Output every line in the rows below as a JSON list of strings, with one string per line and no blank lines.

(Stored items from a collection)
• • • • •

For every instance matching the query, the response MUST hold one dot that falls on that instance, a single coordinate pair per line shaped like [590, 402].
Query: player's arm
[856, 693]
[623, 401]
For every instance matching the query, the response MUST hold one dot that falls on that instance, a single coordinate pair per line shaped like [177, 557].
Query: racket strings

• • • • •

REPLY:
[
  "For every instance matching the query, the response MUST hold one dot that falls on that instance, a single coordinate pair per line shaped like [590, 402].",
  "Query: player's arm",
  "[856, 693]",
  "[623, 401]",
  "For every instance matching the query, the response MUST hold one dot that falls on that instance, a single coordinate pair per line shaped like [177, 557].",
  "Query: racket strings"
]